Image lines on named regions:
::::
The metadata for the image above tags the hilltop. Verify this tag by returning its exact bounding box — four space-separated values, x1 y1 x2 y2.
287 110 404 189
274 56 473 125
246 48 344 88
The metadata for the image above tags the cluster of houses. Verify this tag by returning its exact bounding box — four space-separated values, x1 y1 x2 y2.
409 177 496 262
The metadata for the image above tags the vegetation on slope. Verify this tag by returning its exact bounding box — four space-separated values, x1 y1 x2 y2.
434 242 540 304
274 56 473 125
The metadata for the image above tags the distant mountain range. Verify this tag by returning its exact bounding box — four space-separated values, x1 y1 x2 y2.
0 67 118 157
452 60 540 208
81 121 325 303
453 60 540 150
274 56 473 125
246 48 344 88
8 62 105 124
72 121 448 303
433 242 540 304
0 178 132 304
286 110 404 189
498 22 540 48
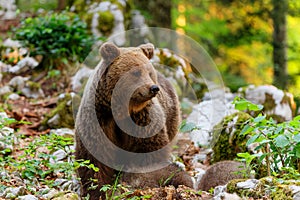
::::
** Instructions for the task **
Print again, word for word, the lines from the one with "The metadata for the image above tags the cluster" through the end of the lines, and leave the pictures out.

** Exercise answer **
The metadata for the image above tags the cluster of houses. Verify this tag by returning its exact bounding box — four space-separated values, x1 y1 x2 y2.
409 177 496 262
The metadata for the image above tags the vegetation on slope. Verify this tag by returning its exact bounding box — four space-separated values, x1 y1 x2 y2.
434 242 540 304
274 56 473 125
The metadata for the image above tags the distant mountain range. Verify this tag by returning its exact bounding box — four space-separated values, x1 y1 x2 y2.
0 67 118 157
452 60 540 208
81 121 325 303
453 60 540 150
274 56 473 125
246 48 344 88
8 62 105 124
72 121 448 303
433 242 540 304
0 178 132 304
286 110 404 189
498 22 540 48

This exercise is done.